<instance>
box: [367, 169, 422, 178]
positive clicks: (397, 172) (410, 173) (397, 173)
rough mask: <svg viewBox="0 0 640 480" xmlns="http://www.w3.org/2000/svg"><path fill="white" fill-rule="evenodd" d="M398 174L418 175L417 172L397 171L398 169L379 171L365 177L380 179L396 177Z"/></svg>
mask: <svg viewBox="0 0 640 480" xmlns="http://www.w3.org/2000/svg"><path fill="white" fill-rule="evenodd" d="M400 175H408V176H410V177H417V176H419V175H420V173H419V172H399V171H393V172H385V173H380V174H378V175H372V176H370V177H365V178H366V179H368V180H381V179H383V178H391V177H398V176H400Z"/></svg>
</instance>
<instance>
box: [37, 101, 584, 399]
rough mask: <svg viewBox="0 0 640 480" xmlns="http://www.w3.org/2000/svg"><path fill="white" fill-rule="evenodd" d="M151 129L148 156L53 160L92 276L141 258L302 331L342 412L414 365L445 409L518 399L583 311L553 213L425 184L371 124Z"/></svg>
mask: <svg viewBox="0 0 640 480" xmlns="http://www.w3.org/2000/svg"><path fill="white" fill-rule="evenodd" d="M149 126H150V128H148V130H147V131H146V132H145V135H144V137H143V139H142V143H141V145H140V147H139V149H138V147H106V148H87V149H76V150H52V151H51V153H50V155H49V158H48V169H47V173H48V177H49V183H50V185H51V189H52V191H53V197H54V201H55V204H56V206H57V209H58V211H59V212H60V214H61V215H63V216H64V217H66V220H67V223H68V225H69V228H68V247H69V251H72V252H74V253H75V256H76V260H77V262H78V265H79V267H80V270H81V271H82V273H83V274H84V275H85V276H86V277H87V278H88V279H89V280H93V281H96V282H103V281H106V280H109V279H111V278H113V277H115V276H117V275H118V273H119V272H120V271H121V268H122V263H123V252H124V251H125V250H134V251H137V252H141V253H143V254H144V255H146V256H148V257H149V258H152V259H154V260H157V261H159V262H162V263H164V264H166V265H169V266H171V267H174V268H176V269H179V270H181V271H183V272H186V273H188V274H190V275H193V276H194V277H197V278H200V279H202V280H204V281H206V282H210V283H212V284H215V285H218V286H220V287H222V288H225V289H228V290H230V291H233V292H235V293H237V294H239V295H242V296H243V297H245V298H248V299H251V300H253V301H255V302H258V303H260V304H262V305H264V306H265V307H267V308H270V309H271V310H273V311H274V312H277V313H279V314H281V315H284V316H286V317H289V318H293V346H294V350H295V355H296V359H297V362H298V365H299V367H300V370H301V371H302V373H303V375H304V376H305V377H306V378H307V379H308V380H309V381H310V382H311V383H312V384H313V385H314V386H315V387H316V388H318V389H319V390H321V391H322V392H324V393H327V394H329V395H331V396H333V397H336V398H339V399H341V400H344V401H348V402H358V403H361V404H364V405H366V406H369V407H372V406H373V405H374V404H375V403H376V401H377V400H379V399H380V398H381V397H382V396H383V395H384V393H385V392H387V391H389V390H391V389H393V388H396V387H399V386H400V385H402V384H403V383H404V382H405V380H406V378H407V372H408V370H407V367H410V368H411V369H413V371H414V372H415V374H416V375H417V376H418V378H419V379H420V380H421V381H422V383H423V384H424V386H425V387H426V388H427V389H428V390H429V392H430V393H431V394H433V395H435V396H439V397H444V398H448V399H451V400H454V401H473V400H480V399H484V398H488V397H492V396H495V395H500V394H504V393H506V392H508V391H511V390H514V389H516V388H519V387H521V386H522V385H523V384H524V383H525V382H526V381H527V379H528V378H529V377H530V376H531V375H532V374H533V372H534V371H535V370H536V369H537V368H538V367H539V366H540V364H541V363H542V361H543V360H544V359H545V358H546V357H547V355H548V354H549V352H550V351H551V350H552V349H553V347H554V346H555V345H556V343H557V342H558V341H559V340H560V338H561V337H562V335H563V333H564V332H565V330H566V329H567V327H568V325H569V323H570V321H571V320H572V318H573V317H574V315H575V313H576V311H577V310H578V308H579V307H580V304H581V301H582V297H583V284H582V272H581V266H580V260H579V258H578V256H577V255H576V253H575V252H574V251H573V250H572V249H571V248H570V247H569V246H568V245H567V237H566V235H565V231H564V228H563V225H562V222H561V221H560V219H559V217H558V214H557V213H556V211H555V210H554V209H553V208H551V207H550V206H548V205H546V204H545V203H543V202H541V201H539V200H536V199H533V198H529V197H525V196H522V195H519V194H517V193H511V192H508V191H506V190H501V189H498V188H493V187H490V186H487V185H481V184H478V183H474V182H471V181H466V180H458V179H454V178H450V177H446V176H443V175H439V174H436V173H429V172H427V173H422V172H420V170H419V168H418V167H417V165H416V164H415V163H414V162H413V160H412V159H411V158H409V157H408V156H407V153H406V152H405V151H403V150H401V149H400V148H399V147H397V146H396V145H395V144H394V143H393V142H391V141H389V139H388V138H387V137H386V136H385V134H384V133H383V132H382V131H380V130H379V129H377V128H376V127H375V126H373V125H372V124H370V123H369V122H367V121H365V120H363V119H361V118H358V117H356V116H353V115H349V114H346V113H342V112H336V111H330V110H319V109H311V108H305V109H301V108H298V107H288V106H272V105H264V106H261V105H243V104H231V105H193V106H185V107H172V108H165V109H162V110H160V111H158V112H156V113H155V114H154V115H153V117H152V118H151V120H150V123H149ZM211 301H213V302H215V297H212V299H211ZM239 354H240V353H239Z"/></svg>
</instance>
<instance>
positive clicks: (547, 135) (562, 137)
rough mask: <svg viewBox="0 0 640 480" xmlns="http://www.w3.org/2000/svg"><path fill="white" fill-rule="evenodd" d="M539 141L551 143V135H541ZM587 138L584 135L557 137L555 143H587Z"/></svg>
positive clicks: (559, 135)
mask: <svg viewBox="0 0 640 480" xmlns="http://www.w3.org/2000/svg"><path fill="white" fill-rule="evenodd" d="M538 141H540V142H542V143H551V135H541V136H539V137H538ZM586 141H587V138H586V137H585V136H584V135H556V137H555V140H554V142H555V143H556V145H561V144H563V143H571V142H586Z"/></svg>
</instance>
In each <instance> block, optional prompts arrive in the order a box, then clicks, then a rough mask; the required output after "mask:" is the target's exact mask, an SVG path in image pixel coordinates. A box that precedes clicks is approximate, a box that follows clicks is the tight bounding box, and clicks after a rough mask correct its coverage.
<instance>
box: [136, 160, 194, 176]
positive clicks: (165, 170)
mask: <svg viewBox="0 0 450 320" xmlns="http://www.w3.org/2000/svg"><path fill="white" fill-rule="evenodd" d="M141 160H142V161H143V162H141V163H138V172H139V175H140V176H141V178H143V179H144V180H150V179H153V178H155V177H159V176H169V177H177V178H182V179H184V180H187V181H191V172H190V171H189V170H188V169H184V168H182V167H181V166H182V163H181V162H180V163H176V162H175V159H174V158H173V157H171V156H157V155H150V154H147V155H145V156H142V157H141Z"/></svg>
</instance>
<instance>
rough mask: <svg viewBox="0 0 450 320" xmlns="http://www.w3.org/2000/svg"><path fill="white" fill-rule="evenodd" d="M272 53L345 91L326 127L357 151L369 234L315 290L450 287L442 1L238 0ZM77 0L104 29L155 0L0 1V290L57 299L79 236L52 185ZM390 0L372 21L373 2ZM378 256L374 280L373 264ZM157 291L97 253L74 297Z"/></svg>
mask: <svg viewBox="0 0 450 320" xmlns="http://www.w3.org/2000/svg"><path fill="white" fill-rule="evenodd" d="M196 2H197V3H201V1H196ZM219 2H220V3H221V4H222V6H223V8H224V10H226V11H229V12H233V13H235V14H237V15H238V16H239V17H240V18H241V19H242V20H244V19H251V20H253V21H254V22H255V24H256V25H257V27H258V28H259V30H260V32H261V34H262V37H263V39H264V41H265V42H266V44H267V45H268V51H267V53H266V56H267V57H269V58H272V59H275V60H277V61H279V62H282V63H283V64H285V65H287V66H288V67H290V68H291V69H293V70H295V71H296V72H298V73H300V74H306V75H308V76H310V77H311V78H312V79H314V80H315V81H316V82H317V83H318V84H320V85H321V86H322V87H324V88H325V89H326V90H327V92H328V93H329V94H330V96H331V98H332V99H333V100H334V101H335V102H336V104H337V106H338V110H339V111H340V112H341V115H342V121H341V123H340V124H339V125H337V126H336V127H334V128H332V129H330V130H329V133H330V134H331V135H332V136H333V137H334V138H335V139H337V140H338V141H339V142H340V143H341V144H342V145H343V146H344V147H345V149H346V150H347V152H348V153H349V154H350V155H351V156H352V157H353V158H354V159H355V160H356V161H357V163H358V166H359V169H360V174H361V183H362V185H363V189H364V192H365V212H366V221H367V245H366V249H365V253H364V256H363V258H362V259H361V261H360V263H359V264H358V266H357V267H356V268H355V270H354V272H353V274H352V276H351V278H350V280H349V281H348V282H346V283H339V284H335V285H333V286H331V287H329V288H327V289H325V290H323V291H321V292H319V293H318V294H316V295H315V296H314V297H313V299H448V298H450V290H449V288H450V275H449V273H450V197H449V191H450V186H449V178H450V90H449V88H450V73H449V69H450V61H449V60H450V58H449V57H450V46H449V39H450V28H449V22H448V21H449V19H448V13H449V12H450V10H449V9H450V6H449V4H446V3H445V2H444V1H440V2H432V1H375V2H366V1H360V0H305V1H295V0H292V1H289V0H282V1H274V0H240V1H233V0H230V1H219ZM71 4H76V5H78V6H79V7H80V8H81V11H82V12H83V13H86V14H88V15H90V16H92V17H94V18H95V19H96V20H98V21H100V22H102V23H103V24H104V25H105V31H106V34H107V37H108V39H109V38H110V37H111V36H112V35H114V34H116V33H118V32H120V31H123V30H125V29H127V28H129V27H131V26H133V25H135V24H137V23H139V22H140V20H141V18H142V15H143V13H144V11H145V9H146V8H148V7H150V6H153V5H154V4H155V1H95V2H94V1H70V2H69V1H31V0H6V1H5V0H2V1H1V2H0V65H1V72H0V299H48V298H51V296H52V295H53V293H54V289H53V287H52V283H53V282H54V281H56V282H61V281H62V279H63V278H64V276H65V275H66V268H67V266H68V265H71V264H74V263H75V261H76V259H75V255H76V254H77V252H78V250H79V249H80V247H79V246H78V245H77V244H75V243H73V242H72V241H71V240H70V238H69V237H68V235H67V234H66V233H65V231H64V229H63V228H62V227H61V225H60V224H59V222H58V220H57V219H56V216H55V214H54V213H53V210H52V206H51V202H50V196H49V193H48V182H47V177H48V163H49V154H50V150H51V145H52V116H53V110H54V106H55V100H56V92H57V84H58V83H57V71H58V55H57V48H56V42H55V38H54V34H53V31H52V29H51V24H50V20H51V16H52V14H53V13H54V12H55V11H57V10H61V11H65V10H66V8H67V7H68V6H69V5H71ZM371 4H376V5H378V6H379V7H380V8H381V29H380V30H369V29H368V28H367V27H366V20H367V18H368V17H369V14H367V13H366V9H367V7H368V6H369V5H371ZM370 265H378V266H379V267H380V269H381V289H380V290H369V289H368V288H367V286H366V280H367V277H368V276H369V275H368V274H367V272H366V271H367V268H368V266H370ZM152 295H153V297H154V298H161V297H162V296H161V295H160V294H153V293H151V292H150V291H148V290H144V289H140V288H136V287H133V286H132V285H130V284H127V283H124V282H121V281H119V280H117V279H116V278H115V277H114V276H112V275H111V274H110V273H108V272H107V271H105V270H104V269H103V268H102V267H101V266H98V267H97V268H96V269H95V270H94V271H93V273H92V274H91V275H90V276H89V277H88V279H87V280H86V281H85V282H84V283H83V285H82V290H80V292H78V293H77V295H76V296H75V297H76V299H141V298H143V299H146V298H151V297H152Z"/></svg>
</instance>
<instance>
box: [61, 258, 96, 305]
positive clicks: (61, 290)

*****

Transcribe, please, every line from the first line of the listing above through the line with "box: [37, 101, 584, 399]". Keep both ends and nothing else.

<instance>
box: [367, 169, 422, 178]
positive clicks: (397, 172) (410, 173) (397, 173)
rough mask: <svg viewBox="0 0 640 480" xmlns="http://www.w3.org/2000/svg"><path fill="white" fill-rule="evenodd" d="M398 174L418 175L417 172L397 171L398 169L379 171L365 177L380 179L396 177Z"/></svg>
mask: <svg viewBox="0 0 640 480" xmlns="http://www.w3.org/2000/svg"><path fill="white" fill-rule="evenodd" d="M400 175H408V176H410V177H417V176H419V175H420V173H419V172H399V171H393V172H385V173H380V174H378V175H372V176H370V177H365V178H366V179H368V180H381V179H383V178H391V177H398V176H400Z"/></svg>
</instance>
<instance>
box: [37, 101, 584, 399]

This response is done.